-- Task statement --
List every line of the records below that contains the string "Write", matching case exactly.

╭─ Task material

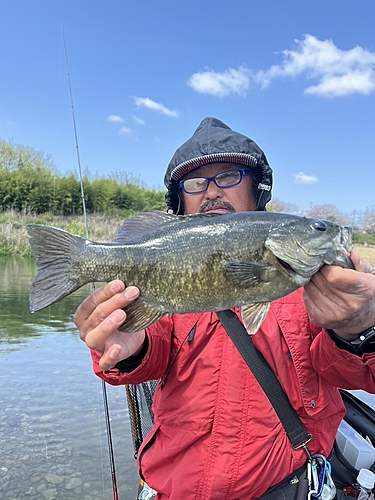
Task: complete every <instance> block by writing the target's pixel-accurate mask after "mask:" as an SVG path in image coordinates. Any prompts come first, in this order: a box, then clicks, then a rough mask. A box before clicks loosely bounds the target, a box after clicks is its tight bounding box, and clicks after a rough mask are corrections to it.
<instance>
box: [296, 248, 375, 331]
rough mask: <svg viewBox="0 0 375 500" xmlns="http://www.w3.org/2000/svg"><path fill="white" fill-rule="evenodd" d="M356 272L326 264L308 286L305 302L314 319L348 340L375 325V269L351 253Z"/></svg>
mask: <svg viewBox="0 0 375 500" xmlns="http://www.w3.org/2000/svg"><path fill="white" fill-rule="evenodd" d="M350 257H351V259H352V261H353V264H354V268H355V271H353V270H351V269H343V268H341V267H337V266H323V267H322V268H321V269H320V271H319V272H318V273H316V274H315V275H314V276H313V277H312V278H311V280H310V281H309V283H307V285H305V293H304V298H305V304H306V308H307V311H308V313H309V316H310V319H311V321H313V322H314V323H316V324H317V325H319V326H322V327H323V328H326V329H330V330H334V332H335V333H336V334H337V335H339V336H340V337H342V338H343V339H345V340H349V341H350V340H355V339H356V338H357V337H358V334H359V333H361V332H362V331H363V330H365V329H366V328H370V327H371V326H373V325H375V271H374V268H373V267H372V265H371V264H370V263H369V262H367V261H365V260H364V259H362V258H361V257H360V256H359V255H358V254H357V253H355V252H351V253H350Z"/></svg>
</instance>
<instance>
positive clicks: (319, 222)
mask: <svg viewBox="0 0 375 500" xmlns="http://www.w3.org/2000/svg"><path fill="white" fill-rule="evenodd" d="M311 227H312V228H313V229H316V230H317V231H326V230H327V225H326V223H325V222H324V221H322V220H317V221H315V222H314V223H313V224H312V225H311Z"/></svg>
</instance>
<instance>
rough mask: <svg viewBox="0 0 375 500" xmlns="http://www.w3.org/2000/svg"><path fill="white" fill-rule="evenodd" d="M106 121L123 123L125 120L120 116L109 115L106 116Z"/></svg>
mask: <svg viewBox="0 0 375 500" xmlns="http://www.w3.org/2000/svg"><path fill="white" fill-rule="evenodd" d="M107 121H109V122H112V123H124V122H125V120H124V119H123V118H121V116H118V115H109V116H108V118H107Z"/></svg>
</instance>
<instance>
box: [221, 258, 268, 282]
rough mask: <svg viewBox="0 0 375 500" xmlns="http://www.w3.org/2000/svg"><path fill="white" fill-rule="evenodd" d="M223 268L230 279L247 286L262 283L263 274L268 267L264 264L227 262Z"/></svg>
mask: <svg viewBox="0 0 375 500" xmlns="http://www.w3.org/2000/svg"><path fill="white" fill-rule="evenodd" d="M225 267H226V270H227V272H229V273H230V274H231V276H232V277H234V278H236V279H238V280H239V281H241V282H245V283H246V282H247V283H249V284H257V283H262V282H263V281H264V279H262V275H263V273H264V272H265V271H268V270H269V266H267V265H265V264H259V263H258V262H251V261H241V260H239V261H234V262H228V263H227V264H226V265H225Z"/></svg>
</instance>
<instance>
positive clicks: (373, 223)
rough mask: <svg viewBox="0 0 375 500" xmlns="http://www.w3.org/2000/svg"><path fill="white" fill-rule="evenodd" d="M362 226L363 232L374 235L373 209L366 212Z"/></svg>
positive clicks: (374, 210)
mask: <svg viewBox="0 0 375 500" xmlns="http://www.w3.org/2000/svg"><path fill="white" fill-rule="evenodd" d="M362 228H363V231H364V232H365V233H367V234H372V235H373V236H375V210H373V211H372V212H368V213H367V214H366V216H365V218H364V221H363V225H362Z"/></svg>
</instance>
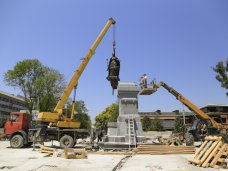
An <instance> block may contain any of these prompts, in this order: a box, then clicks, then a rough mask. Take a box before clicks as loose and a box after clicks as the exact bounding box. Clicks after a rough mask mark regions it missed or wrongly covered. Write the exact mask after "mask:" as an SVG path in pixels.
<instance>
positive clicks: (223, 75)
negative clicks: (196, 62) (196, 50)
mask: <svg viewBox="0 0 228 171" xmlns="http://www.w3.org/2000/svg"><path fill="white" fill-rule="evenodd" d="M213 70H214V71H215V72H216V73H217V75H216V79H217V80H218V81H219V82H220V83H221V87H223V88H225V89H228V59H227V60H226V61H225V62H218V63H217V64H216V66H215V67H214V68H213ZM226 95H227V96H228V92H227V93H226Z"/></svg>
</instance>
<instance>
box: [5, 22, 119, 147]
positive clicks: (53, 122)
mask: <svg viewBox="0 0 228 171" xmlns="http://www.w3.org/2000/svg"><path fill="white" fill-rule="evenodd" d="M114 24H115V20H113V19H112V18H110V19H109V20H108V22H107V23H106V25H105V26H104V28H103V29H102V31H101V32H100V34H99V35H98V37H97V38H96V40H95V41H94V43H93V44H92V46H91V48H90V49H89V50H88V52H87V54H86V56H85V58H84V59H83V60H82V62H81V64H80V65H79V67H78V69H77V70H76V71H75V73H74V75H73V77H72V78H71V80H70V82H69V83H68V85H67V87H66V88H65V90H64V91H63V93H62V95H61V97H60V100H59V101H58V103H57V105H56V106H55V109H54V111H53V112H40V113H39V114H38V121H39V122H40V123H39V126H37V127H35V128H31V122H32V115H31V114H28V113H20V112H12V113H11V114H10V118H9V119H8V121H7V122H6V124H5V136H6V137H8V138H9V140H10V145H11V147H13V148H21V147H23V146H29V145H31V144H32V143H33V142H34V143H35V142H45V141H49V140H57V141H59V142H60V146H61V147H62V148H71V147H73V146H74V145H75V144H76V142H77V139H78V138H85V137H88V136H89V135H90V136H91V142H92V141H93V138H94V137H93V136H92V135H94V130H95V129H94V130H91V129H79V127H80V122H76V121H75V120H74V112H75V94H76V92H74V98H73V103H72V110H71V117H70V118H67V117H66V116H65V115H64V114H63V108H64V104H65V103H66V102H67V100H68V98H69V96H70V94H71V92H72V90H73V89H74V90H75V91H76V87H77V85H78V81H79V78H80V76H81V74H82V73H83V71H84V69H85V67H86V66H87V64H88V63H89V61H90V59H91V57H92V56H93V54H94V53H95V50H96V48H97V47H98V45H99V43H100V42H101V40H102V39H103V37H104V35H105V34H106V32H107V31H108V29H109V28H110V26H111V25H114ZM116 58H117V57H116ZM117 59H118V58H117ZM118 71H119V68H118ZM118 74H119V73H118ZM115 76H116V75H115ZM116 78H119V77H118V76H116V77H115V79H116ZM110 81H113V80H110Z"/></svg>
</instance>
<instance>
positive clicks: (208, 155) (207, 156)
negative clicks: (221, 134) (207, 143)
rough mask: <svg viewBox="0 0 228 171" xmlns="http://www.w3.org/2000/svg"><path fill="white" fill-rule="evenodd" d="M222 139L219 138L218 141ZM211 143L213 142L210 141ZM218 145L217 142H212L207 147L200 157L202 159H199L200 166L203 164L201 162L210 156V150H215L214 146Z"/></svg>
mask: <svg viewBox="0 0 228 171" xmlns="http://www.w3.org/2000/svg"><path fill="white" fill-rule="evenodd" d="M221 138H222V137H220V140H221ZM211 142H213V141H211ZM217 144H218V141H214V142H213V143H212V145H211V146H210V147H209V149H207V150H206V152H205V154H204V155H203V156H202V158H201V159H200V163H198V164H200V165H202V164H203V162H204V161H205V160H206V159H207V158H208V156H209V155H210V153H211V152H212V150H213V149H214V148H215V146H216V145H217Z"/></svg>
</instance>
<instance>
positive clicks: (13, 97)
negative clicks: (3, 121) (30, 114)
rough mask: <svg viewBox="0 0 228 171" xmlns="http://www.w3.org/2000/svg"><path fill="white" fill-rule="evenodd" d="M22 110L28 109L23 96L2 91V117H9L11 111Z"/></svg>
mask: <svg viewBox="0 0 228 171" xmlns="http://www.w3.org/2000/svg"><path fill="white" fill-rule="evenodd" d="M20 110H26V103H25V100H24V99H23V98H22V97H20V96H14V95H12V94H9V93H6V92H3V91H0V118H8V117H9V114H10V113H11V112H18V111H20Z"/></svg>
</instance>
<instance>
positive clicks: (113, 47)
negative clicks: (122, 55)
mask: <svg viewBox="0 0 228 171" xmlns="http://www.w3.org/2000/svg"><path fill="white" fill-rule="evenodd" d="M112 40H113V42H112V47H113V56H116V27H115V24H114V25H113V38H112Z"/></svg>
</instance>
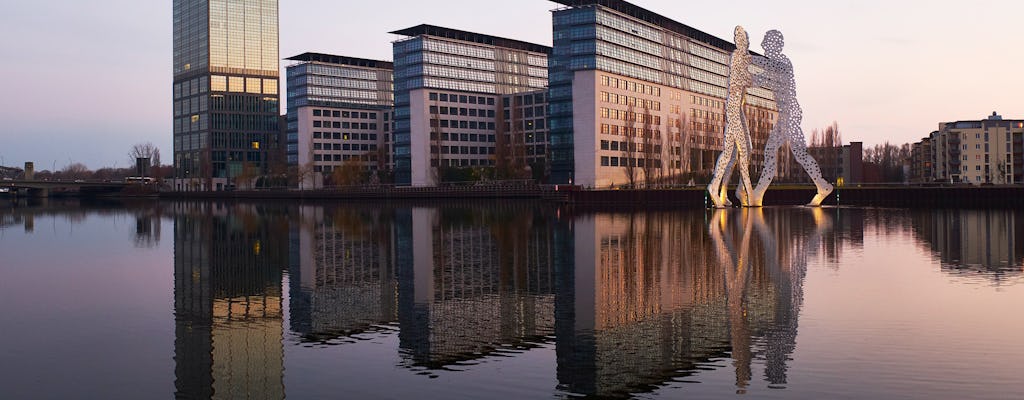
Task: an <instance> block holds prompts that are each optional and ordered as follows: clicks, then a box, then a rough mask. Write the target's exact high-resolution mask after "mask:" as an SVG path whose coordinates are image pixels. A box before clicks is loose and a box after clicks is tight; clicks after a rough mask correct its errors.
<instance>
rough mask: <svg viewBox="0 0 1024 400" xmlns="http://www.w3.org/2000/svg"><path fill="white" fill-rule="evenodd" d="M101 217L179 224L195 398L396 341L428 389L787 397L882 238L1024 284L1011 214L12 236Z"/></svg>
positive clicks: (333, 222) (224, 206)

╰─

-- Answer box --
An <instance> block may contain any of these prompts, in this order: a box, then clicks, then a rough mask. Take a box before clicks as loose and a box after clicks as the exact bounding box. Clicks after a rough mask mark regions it missed or wrongly covered. Write the exact mask after "mask:" as an SVG path in pixels.
Task: an <instance> block holds prompts that are each optional and ordered as follows: clicks, then a box, then a rough mask. Write the target's exact high-resolution mask after "mask:" as an SVG path whose coordinates are image pixels. A box before clicks is loose and a box after clicks is tight; clicks after a rough mask correct its errors.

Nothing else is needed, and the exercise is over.